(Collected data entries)
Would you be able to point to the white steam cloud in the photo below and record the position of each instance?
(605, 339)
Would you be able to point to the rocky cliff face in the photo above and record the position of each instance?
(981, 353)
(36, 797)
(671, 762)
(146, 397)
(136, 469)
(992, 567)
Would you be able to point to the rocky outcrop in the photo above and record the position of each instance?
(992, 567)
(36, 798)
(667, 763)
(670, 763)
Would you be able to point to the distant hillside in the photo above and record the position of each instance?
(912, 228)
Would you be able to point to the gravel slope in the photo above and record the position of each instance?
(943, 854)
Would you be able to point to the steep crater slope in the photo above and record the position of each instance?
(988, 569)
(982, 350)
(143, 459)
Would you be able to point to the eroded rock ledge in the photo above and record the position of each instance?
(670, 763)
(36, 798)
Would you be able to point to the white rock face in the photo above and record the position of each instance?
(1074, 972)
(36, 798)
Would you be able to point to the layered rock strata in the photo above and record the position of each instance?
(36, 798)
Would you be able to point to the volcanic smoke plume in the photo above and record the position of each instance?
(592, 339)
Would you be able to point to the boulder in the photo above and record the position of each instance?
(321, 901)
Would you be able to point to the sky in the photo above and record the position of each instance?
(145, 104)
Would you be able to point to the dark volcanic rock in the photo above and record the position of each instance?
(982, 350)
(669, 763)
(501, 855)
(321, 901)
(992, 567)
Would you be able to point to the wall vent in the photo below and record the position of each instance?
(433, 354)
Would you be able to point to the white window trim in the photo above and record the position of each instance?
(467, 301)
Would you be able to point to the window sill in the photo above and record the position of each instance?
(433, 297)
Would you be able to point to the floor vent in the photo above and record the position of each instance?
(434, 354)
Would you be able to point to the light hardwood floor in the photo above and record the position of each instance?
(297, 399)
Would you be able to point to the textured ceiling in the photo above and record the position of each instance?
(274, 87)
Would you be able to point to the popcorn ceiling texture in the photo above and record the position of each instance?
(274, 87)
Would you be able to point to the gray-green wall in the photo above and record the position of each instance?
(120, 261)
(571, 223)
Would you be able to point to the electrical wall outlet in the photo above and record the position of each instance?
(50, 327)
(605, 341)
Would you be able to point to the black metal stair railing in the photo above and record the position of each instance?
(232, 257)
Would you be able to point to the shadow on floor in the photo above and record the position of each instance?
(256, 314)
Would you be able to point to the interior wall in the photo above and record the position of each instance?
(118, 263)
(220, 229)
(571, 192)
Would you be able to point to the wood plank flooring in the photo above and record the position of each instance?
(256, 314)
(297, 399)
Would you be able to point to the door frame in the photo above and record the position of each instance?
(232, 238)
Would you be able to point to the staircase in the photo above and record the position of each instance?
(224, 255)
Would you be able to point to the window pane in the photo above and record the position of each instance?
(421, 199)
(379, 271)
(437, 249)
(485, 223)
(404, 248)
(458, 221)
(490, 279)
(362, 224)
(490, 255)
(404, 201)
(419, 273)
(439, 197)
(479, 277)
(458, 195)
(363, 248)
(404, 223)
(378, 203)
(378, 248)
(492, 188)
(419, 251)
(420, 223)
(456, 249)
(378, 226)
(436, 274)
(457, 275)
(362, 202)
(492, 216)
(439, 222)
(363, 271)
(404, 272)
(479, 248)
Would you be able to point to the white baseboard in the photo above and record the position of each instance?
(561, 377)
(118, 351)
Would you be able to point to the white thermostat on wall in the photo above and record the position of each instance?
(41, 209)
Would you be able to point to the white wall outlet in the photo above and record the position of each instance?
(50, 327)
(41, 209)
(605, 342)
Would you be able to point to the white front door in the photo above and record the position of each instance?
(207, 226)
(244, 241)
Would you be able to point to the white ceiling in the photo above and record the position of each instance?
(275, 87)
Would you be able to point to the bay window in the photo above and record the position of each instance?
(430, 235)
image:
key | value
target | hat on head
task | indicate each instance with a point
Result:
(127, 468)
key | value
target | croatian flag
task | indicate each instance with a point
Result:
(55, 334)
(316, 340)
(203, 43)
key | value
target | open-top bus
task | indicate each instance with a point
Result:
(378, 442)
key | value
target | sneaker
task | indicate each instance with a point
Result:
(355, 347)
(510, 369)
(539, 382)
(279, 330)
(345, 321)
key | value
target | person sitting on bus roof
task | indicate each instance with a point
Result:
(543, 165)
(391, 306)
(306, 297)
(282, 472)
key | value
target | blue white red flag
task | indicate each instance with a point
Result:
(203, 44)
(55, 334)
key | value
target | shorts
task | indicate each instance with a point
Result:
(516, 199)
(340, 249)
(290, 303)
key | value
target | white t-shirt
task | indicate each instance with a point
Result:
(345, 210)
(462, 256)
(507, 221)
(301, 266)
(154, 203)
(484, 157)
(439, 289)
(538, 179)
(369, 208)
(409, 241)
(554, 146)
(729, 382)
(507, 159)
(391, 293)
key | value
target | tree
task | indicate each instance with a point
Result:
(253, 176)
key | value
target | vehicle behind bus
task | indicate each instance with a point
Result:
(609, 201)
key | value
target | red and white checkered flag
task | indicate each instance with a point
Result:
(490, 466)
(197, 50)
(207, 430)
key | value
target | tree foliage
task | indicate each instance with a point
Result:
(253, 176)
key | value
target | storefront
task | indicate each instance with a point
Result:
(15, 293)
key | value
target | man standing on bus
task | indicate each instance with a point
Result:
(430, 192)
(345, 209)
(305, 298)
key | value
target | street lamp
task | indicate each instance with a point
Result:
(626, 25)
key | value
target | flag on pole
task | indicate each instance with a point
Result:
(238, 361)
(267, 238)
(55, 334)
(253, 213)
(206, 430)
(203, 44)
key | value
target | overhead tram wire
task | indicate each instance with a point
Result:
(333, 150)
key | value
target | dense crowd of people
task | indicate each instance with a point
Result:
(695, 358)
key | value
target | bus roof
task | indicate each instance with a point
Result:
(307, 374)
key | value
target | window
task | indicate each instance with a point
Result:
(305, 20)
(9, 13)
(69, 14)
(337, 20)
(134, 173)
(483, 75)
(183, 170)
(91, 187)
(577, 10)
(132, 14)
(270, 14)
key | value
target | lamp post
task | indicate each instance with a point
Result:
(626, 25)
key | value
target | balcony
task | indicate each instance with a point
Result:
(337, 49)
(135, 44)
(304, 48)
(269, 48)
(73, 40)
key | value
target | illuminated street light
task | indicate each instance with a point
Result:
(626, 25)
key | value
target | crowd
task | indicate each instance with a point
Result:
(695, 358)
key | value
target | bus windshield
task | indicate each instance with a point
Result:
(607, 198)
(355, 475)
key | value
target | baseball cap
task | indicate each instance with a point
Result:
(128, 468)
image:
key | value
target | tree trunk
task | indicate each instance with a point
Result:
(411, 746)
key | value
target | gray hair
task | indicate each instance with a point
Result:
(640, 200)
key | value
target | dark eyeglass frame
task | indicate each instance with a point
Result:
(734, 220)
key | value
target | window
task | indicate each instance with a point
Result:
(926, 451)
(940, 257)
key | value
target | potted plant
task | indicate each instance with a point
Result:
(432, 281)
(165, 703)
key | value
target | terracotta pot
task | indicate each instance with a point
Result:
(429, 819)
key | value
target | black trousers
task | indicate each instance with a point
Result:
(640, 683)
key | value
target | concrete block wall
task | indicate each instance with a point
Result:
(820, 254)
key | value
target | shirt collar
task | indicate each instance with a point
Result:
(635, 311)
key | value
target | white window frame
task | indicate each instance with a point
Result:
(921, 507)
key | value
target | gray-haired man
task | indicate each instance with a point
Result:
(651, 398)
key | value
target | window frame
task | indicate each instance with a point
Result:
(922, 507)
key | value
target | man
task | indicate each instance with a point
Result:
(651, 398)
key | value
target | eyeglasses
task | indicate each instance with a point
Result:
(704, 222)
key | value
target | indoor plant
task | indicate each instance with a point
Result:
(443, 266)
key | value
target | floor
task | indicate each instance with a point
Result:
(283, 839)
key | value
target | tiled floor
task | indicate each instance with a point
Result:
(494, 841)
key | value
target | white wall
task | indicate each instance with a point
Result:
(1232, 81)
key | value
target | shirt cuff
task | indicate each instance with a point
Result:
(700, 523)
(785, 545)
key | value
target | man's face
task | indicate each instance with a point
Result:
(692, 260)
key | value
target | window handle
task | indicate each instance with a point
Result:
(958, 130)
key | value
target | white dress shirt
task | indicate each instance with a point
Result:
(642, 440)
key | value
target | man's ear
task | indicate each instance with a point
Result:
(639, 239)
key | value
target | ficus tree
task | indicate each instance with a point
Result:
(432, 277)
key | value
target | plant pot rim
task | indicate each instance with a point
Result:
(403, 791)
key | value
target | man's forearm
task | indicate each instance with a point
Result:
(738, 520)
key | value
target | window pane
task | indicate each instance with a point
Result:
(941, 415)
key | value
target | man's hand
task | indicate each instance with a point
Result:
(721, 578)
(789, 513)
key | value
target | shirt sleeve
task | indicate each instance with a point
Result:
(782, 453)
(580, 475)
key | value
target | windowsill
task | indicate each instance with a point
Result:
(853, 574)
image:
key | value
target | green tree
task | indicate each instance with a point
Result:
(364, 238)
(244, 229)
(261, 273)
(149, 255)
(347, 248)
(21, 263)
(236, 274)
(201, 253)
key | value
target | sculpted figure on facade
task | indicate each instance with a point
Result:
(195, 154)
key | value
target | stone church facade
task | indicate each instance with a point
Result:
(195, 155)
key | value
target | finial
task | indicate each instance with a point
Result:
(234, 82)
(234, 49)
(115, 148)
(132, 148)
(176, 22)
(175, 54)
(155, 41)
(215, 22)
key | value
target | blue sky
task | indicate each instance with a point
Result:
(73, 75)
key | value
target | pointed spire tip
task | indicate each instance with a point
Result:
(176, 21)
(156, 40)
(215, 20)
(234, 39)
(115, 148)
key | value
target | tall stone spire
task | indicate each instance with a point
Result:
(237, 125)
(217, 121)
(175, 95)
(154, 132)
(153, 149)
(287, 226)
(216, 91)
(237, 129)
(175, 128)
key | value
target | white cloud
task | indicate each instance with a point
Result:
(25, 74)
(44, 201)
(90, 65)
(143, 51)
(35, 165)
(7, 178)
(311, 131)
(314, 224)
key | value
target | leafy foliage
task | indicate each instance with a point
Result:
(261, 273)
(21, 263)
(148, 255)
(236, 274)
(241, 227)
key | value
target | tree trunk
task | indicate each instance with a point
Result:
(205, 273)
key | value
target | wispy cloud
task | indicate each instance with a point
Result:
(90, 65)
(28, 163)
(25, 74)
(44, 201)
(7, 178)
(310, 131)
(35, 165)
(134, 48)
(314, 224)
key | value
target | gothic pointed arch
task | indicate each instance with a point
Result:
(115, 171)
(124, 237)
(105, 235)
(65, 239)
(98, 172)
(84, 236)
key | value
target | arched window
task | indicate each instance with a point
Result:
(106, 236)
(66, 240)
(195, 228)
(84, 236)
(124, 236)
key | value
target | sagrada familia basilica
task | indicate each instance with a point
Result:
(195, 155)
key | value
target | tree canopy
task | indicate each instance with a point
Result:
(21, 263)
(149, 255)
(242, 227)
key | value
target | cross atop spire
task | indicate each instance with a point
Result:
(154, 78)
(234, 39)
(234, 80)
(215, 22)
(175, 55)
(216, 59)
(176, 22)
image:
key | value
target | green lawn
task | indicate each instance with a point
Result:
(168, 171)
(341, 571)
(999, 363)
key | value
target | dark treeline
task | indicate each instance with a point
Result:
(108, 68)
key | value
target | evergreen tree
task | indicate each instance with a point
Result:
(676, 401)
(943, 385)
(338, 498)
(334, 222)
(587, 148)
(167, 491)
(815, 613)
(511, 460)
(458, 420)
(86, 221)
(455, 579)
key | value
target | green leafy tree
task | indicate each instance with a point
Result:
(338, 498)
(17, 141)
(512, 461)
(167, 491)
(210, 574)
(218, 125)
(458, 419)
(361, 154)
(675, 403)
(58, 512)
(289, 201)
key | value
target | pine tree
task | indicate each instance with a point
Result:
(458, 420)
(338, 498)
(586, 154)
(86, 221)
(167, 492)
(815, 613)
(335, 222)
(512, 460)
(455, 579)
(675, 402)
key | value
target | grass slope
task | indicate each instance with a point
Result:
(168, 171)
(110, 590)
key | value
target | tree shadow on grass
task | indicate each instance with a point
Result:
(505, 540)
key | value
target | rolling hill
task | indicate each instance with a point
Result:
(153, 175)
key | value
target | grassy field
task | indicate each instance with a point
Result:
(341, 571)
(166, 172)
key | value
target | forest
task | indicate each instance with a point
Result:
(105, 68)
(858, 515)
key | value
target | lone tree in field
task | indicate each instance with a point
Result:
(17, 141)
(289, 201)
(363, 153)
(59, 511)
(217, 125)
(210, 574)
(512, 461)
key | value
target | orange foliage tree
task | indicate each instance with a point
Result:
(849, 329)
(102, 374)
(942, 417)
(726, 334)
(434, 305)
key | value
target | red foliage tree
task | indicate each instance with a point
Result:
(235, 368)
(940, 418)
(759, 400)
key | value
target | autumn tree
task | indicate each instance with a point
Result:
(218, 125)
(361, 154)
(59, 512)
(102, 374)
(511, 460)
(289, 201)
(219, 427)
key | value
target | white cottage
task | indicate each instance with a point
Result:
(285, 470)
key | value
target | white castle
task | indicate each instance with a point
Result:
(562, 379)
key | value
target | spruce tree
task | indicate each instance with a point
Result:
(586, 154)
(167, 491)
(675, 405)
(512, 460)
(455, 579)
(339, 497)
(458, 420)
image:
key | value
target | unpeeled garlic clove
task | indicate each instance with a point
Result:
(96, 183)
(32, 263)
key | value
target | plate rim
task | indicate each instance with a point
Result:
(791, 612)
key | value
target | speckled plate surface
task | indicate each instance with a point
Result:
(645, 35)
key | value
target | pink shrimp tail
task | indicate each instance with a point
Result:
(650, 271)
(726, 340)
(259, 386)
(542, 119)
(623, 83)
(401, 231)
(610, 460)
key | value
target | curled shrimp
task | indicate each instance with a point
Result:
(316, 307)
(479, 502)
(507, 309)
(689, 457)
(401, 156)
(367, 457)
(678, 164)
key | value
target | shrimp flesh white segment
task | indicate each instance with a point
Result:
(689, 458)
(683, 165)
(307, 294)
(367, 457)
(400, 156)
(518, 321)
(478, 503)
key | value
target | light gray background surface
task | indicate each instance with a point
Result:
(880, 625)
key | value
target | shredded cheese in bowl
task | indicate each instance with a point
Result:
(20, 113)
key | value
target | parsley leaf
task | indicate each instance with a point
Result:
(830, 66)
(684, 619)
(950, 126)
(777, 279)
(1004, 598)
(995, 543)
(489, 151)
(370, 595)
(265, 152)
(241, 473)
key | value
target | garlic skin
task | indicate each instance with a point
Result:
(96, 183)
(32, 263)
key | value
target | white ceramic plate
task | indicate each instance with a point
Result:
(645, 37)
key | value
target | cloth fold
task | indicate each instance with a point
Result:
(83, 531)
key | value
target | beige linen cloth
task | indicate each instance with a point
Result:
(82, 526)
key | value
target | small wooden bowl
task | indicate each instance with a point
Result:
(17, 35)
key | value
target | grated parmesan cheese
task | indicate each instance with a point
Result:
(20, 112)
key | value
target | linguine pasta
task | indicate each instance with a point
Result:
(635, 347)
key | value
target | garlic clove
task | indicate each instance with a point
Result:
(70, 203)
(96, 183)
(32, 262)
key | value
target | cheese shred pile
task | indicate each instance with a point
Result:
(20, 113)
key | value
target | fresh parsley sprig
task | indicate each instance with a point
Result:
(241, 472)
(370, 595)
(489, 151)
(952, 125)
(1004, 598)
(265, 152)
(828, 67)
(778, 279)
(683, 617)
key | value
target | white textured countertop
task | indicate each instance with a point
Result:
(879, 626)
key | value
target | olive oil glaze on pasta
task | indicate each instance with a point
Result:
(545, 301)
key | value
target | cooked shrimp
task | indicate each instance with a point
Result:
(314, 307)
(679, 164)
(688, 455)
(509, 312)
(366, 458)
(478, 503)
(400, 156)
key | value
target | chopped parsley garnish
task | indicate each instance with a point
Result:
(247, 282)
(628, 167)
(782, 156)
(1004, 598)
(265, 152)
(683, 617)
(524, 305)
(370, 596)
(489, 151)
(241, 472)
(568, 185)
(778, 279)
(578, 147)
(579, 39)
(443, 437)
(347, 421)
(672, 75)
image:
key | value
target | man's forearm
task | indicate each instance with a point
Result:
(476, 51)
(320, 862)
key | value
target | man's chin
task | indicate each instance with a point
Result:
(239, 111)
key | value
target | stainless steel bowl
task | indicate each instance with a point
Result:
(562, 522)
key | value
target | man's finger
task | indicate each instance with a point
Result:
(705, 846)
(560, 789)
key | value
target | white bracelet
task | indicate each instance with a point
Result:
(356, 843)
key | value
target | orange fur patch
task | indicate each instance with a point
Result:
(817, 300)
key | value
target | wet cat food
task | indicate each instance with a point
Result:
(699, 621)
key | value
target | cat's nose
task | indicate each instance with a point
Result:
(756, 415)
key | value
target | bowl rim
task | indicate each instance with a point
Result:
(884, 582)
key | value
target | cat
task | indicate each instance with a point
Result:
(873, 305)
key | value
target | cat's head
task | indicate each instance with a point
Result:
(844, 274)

*Your objective*.
Show a copy of each line from the records above in which the string "clove" occurs.

*Answer box*.
target | unpeeled garlic clove
target | garlic clove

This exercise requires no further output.